[Source records]
══════════════════════════════

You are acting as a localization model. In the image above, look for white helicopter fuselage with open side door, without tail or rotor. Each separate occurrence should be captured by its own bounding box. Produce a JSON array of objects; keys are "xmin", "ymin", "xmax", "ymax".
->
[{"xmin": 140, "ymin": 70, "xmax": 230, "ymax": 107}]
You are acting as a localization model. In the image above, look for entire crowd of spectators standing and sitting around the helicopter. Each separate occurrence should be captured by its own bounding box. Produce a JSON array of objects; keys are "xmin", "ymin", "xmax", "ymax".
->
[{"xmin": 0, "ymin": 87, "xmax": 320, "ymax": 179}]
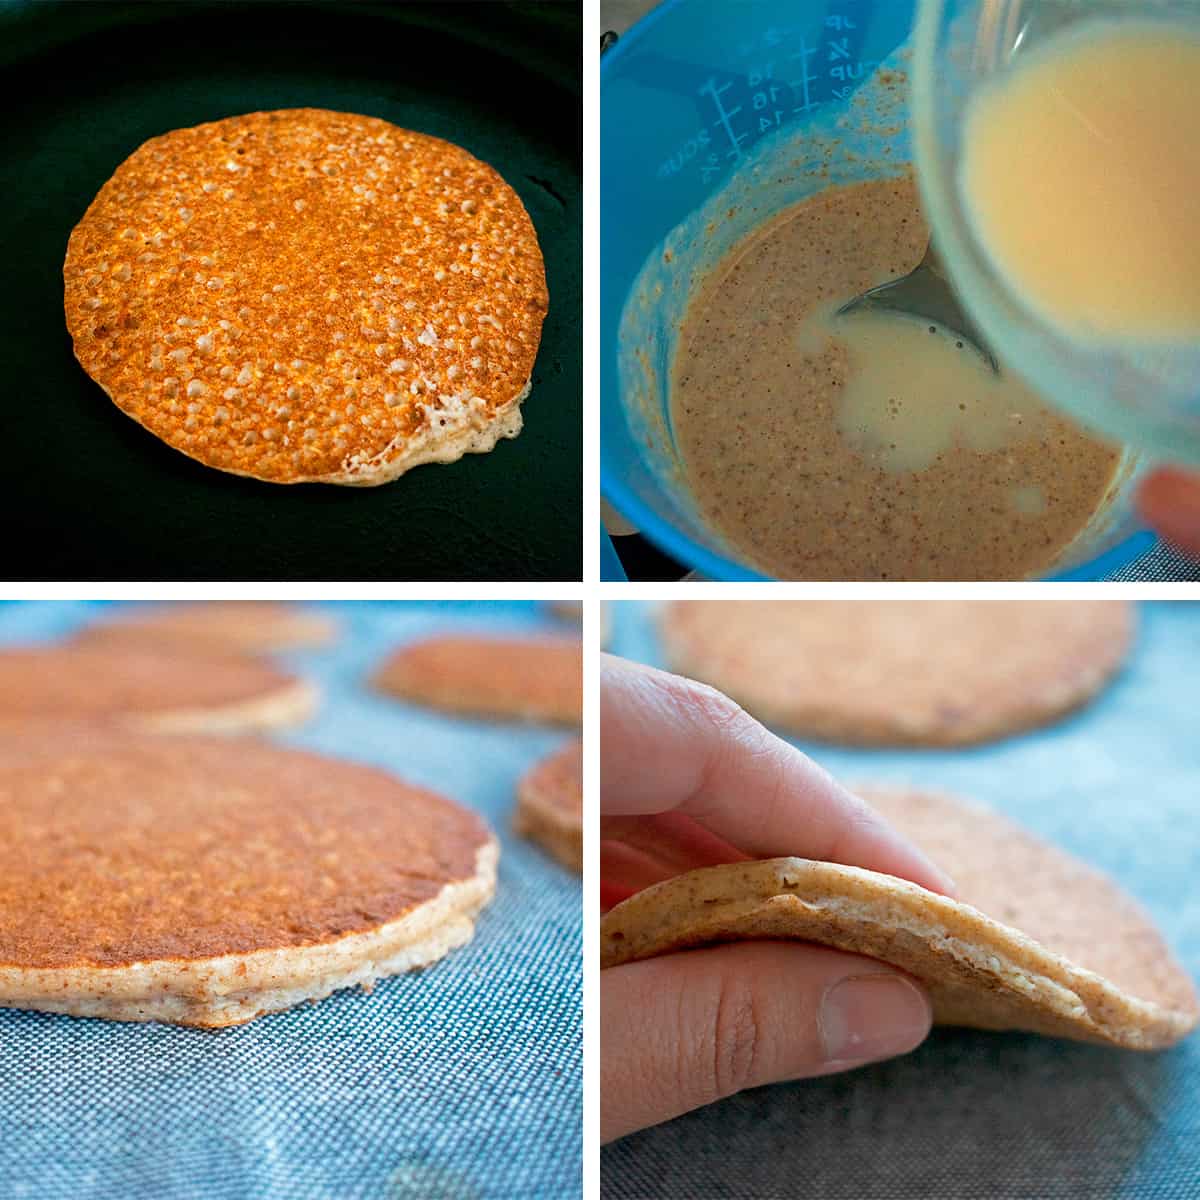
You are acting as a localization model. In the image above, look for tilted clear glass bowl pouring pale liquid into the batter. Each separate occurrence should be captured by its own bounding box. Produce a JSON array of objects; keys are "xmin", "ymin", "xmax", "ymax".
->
[{"xmin": 912, "ymin": 0, "xmax": 1200, "ymax": 464}]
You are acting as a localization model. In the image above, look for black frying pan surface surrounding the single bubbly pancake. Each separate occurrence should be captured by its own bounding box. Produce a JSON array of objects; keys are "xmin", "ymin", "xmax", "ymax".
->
[{"xmin": 0, "ymin": 0, "xmax": 582, "ymax": 581}]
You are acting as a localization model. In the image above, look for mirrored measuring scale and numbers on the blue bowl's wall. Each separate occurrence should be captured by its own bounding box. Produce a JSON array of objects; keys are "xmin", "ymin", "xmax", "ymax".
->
[{"xmin": 655, "ymin": 13, "xmax": 878, "ymax": 184}]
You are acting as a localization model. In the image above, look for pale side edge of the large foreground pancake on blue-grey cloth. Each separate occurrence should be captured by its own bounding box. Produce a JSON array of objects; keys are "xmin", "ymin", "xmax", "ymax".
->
[{"xmin": 0, "ymin": 836, "xmax": 499, "ymax": 1030}]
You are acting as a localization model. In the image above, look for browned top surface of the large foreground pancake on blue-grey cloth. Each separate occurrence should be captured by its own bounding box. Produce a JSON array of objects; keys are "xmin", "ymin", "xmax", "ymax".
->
[{"xmin": 0, "ymin": 722, "xmax": 491, "ymax": 968}]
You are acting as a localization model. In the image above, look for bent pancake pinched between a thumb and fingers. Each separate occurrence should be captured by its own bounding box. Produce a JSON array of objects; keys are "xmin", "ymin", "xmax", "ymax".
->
[{"xmin": 600, "ymin": 787, "xmax": 1200, "ymax": 1050}]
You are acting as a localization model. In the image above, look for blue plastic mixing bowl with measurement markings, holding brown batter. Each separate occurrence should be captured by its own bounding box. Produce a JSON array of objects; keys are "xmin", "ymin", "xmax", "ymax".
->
[{"xmin": 600, "ymin": 0, "xmax": 1153, "ymax": 580}]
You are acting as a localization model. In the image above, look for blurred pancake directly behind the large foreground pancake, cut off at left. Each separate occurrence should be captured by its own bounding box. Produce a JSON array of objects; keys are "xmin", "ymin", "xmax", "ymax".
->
[{"xmin": 0, "ymin": 643, "xmax": 317, "ymax": 733}]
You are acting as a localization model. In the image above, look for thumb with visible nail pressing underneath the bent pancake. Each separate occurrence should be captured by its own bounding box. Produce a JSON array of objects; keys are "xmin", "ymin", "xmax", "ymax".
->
[{"xmin": 600, "ymin": 942, "xmax": 931, "ymax": 1141}]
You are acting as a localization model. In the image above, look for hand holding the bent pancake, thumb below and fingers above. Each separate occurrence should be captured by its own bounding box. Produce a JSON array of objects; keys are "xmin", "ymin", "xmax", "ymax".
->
[{"xmin": 600, "ymin": 655, "xmax": 953, "ymax": 1141}]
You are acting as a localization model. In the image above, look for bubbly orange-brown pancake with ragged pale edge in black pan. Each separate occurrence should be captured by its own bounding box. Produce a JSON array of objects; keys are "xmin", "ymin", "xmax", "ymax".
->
[{"xmin": 64, "ymin": 108, "xmax": 547, "ymax": 485}]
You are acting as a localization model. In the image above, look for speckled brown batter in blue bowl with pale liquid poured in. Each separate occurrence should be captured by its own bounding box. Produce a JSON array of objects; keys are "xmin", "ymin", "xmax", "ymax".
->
[{"xmin": 671, "ymin": 176, "xmax": 1121, "ymax": 580}]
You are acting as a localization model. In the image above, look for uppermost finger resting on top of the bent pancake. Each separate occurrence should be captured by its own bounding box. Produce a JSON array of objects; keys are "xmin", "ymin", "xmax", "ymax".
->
[{"xmin": 600, "ymin": 655, "xmax": 954, "ymax": 893}]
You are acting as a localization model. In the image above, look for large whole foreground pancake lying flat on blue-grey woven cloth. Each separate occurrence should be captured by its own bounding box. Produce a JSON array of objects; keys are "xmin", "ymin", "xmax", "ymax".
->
[{"xmin": 0, "ymin": 722, "xmax": 497, "ymax": 1028}]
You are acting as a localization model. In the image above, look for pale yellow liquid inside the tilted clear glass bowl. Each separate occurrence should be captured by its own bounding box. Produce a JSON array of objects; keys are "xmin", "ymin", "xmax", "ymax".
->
[{"xmin": 961, "ymin": 20, "xmax": 1200, "ymax": 342}]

══════════════════════════════

— Task statement —
Each line holding "tilted" in the records should be copied out.

— Exercise response —
You are acting as a localization model. In the image above, look for tilted clear glass bowl pouring pale liquid into the batter. Each separate occurrence should be captured by its own bounding box. Produce a JSON array of objects; keys are "xmin", "ymin", "xmax", "ymax".
You are acting as a localization model. In the image above, look for pale yellow liquid inside the tilted clear glass bowl. Each separate occurrence should be captured by its own bounding box. Produce a JSON array of objects; keys are "xmin", "ymin", "xmax", "ymax".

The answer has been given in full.